Malia, una terra antica e bellissima, erede della più grande civiltà che il mondo abbia conosciuto, ma la penisola è dilaniata da guerre intestine, oppressa da una monarchia debole e corrotta.
Una nuova invasione, da parte della stesso impero che gli ha portato via tutto, incombe dal Nord. Il crollo di Malia sembra inevitabile. Ma Vindice è pronto a tutto per evitare che la sua patria di adozione venga conquistata. Perfino a mettere da parte i valori che gli sono stati insegnati.
(Da Per la corona d’acciaio)

Mappa di Matilde Viggiani

LA RECENSIONE
“Tradimento! Il nemico è dentro le mura!”
E poi rumore di lotta, e di lame che impattano.
Per gli Dei, che cosa stava succedendo? E chi era il nemico?
Il grido fece accapponare la pelle a Lyonel Maravoy, come un nero presentimento di morte e di rovina.

=-=-=

• Compiti da svolgere:
[A] Secondo il brano, chi è pronto a tutto per evitare che la sua patria di adozione venga conquistata?
[B] Riscrivi per intero le righe dei record dalla riga che contiene "TARGET = dark rock face" fino a quella che contiene "[(185, 271)]", entrambe comprese. Aumenta di 123 ogni coordinata nelle risposte.
Il brano e i record provengono da fonti diverse.

=-=-=

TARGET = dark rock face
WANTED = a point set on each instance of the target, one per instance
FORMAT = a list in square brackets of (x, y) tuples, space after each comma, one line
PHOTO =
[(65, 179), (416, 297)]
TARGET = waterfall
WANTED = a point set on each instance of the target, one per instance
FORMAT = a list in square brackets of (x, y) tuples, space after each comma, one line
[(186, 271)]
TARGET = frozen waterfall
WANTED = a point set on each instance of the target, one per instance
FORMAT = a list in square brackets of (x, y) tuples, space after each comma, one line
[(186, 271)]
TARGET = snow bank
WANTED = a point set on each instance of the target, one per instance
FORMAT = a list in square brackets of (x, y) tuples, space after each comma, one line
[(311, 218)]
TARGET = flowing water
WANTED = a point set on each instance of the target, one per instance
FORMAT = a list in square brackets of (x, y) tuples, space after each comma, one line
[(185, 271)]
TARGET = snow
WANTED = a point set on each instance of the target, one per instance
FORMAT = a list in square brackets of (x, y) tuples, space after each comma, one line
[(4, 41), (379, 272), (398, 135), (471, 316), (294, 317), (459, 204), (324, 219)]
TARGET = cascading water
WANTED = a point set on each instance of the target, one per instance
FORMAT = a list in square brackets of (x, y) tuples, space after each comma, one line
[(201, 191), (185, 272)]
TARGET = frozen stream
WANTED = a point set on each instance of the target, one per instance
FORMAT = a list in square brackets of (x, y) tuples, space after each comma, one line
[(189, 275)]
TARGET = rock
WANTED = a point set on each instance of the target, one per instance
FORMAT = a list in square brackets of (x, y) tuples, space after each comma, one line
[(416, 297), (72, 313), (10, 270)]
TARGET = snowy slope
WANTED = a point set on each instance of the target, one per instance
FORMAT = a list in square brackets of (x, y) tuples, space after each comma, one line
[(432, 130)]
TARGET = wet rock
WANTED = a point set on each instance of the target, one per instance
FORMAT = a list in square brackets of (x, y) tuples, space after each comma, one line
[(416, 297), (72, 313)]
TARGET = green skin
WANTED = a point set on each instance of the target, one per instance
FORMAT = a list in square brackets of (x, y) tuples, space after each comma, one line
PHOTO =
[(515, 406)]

=-=-=

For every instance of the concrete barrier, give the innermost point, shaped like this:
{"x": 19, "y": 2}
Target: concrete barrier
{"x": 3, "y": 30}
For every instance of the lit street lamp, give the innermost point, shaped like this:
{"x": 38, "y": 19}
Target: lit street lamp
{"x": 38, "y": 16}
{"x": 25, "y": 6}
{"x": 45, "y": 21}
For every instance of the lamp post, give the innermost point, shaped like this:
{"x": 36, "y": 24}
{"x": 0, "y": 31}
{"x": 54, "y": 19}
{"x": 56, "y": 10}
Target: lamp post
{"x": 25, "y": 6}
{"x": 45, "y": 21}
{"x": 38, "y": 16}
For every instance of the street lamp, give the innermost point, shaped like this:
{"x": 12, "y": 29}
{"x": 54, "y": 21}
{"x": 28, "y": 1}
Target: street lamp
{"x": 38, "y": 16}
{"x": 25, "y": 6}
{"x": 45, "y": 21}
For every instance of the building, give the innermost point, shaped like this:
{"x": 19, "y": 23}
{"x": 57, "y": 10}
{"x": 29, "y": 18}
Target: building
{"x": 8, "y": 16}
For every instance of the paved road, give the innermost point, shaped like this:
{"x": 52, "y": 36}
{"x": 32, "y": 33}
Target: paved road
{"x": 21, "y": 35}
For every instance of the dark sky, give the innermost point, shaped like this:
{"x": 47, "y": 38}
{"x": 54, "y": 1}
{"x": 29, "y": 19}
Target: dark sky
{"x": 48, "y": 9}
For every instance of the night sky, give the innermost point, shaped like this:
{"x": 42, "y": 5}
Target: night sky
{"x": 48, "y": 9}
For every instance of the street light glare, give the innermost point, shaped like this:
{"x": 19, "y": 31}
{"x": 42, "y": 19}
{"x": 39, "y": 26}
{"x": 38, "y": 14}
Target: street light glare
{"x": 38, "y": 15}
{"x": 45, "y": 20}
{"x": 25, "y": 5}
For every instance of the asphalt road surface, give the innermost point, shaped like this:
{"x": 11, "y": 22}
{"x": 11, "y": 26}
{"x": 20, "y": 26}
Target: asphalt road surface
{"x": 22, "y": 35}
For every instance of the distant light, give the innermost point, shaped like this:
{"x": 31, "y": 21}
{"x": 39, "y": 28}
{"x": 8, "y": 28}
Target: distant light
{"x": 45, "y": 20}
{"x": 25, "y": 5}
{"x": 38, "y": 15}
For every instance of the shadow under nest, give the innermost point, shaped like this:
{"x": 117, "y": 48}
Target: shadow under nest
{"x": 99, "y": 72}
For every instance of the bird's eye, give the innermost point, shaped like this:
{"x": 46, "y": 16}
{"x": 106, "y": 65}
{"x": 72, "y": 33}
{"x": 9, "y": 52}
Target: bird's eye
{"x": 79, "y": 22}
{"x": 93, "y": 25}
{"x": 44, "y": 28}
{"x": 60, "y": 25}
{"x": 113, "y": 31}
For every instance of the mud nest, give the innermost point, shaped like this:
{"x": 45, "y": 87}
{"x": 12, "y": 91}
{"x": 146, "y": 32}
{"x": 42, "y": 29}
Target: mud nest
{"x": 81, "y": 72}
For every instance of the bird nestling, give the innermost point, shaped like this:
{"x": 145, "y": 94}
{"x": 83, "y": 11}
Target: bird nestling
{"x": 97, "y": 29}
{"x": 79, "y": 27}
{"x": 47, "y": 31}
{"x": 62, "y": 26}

=-=-=

• Risposte ai compiti:
[A] Vindice.

[B]
TARGET = dark rock face
WANTED = a point set on each instance of the target, one per instance
FORMAT = a list in square brackets of (x, y) tuples, space after each comma, one line
PHOTO =
[(188, 302), (539, 420)]
TARGET = waterfall
WANTED = a point set on each instance of the target, one per instance
FORMAT = a list in square brackets of (x, y) tuples, space after each comma, one line
[(309, 394)]
TARGET = frozen waterfall
WANTED = a point set on each instance of the target, one per instance
FORMAT = a list in square brackets of (x, y) tuples, space after each comma, one line
[(309, 394)]
TARGET = snow bank
WANTED = a point set on each instance of the target, one per instance
FORMAT = a list in square brackets of (x, y) tuples, space after each comma, one line
[(434, 341)]
TARGET = flowing water
WANTED = a point set on each instance of the target, one per instance
FORMAT = a list in square brackets of (x, y) tuples, space after each comma, one line
[(308, 394)]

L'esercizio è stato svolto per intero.